- Prompt
Everything from the line containing "My manager asked me to get bounding boxes for every highway" through the end of the data below should be copied exactly, with no other lines.

- Data provided
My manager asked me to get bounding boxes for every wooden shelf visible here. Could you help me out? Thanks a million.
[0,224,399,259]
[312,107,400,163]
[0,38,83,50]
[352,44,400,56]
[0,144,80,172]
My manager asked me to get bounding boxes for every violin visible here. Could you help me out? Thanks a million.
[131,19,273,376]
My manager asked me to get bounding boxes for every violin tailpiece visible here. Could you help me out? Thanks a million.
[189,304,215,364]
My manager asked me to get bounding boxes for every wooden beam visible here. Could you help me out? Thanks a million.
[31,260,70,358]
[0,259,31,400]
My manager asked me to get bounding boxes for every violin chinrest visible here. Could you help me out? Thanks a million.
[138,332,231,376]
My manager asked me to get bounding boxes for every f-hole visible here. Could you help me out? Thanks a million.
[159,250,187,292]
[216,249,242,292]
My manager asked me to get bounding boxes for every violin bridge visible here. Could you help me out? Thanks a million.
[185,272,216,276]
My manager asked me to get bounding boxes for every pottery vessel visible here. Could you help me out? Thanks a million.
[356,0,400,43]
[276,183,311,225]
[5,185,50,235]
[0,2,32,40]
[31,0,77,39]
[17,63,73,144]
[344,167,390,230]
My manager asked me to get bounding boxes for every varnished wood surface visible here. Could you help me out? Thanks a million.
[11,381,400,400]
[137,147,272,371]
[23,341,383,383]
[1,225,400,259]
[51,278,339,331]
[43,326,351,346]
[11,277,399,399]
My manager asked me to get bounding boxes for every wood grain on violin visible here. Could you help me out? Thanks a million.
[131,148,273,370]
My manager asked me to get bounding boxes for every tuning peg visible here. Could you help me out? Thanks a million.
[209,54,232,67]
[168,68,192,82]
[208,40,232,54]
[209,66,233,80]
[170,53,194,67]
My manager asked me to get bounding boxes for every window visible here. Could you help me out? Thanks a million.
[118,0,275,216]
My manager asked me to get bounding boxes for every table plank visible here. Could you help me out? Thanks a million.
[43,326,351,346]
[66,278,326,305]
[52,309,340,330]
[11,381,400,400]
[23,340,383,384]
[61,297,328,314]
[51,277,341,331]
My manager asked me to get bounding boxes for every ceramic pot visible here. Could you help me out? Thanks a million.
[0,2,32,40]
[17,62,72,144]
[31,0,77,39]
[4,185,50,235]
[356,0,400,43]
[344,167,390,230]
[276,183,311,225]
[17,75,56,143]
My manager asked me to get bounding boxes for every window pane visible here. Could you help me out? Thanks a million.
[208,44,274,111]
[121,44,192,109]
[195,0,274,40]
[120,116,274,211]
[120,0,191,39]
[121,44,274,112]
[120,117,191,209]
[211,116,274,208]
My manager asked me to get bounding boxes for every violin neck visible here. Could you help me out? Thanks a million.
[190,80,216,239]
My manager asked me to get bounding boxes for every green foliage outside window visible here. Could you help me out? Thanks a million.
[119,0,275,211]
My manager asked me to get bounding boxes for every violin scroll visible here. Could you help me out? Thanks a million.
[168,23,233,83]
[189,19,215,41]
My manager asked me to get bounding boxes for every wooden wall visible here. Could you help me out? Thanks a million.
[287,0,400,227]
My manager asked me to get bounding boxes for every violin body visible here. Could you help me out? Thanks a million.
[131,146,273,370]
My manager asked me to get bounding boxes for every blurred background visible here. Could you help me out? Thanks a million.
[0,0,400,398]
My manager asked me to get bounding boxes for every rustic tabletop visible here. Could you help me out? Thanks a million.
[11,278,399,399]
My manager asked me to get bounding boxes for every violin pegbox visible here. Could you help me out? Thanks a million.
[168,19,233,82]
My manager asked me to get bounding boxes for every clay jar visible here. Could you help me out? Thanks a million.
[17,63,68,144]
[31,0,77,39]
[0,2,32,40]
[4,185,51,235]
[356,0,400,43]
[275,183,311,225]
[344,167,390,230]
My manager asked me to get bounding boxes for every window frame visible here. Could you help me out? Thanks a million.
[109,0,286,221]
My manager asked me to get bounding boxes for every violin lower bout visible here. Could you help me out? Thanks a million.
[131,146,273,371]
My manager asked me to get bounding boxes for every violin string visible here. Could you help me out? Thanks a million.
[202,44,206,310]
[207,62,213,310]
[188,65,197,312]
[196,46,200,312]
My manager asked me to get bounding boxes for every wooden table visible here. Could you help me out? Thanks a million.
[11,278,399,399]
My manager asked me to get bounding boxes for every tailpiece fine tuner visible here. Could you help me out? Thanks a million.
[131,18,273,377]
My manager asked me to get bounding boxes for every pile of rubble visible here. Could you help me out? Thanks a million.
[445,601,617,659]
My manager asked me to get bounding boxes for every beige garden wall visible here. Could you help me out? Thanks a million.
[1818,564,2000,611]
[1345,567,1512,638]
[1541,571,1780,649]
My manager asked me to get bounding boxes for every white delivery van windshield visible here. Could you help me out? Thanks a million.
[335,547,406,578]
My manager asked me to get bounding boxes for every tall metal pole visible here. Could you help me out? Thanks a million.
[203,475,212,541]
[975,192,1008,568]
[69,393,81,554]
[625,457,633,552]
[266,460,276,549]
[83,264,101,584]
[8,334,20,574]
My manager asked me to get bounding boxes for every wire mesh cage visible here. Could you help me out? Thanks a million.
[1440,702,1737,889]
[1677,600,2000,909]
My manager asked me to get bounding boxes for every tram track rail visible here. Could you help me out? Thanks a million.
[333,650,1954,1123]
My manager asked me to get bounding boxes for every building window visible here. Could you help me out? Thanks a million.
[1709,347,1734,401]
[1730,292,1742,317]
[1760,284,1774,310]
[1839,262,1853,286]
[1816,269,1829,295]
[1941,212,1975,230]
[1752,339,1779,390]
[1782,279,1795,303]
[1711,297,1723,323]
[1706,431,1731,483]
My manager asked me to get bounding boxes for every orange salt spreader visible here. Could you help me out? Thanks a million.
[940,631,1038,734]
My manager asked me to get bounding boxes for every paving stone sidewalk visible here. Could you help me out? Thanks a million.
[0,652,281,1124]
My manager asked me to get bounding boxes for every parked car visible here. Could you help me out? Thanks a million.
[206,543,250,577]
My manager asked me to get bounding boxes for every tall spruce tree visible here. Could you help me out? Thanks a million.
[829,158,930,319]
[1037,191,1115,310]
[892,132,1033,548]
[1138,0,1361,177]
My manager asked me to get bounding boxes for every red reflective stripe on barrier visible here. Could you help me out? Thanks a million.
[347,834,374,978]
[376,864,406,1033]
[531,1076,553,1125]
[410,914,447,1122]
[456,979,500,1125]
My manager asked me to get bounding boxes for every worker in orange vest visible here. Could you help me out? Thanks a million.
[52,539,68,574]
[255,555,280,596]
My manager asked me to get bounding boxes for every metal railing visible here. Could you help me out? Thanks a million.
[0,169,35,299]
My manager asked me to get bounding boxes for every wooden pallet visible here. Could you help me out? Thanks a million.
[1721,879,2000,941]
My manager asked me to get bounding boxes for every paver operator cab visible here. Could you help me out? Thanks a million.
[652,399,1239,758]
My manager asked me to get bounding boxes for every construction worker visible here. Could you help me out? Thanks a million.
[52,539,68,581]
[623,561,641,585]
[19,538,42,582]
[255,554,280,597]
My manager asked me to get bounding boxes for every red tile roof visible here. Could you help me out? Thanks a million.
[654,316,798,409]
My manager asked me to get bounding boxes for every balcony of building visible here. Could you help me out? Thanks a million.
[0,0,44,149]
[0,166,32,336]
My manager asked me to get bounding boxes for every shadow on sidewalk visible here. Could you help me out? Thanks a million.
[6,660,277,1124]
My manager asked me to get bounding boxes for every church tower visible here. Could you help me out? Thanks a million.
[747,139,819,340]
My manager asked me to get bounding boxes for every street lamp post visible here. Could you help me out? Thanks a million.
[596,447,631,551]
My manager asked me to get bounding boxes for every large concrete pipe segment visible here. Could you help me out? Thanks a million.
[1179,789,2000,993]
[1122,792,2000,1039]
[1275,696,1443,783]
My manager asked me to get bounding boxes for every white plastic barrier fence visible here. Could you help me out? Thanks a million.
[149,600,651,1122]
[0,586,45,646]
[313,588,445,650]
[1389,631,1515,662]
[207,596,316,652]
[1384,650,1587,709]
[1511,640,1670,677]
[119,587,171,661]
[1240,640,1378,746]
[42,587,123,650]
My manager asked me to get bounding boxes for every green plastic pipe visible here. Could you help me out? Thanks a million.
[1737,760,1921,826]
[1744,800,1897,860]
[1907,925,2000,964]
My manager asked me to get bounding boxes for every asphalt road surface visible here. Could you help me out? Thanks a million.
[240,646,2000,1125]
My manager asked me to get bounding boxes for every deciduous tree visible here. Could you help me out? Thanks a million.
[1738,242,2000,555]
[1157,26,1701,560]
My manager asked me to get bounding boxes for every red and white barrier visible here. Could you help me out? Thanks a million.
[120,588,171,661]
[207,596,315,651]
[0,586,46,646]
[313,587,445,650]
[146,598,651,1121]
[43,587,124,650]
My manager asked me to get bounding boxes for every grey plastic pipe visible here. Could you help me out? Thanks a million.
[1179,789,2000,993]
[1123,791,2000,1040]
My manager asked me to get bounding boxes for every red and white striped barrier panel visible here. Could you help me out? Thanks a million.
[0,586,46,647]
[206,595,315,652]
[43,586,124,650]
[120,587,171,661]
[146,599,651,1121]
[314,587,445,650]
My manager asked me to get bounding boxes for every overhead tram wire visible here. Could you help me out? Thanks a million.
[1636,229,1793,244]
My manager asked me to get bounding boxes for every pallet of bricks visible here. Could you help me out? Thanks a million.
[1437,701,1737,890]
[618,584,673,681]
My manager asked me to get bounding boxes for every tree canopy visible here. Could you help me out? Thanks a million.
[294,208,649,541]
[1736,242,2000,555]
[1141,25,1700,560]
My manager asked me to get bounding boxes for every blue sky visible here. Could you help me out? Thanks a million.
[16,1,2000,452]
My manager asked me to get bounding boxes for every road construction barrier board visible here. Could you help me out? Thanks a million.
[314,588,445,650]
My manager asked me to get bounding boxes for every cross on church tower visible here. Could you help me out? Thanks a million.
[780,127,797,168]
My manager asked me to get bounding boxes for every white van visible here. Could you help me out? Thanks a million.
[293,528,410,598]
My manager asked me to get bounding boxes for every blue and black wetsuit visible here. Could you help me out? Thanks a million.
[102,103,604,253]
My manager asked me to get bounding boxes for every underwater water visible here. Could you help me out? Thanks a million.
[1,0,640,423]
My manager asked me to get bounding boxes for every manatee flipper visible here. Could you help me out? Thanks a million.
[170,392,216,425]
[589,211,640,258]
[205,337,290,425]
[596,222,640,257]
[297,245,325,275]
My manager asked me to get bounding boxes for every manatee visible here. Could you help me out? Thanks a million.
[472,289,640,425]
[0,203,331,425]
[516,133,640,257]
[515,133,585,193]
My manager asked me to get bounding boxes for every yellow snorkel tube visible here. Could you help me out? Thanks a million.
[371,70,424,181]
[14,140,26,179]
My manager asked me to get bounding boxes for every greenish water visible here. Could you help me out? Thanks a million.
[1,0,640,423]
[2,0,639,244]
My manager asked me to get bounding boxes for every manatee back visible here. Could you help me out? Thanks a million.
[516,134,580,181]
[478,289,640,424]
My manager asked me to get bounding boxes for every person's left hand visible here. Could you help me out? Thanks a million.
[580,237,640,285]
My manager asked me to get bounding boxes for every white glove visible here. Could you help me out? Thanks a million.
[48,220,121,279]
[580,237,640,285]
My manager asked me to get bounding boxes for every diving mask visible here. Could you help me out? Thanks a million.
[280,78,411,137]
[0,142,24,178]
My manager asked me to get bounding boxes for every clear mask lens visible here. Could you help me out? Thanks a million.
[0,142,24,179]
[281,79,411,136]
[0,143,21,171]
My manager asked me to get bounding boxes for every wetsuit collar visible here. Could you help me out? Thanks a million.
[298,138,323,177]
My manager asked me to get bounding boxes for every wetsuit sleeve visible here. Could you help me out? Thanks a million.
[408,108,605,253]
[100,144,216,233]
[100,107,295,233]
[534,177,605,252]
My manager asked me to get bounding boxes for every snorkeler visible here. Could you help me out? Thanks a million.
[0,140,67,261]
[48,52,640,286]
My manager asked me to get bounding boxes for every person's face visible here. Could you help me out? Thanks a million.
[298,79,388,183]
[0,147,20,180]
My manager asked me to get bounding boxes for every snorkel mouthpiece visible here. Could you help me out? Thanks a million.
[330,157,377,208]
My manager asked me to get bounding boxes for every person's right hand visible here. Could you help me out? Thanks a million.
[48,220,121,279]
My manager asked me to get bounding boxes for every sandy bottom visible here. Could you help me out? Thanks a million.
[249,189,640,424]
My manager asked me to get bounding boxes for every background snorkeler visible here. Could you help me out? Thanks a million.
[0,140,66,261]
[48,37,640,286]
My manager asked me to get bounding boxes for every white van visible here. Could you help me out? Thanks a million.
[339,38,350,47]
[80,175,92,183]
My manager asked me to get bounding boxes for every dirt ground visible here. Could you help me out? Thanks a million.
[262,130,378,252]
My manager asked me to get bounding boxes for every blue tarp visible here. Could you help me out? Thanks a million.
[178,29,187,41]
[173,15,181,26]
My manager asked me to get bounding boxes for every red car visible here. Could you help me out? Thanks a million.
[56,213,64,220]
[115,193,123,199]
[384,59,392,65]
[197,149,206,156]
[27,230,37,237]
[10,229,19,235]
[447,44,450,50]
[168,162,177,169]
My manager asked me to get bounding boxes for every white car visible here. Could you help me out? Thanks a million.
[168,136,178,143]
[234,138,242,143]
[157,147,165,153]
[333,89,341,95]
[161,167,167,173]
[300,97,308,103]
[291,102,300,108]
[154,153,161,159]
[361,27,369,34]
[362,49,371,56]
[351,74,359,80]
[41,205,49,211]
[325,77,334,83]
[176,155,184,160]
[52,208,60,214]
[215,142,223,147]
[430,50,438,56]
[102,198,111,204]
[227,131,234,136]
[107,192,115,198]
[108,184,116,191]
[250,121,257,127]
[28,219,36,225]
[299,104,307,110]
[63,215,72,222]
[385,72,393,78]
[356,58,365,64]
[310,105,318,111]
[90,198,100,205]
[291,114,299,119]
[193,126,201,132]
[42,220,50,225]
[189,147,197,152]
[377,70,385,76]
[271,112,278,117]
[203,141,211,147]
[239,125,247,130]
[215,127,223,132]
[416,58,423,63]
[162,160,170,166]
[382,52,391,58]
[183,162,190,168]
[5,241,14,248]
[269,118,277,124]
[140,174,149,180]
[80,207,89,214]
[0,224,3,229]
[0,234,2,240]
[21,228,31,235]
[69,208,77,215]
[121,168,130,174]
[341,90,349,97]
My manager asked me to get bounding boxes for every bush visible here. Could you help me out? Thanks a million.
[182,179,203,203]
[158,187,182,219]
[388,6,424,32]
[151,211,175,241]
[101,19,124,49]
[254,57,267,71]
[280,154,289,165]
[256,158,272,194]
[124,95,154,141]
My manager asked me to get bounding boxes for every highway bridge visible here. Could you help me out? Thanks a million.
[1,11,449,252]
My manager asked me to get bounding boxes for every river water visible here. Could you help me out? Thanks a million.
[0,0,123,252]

- Output below
My manager asked me to get bounding boxes for every highway bridge visible here. Could you help me out? Thanks a million.
[1,11,449,252]
My manager asked me to get bounding boxes for every river water visible here. Could you help me out? Thanks a million.
[0,0,123,252]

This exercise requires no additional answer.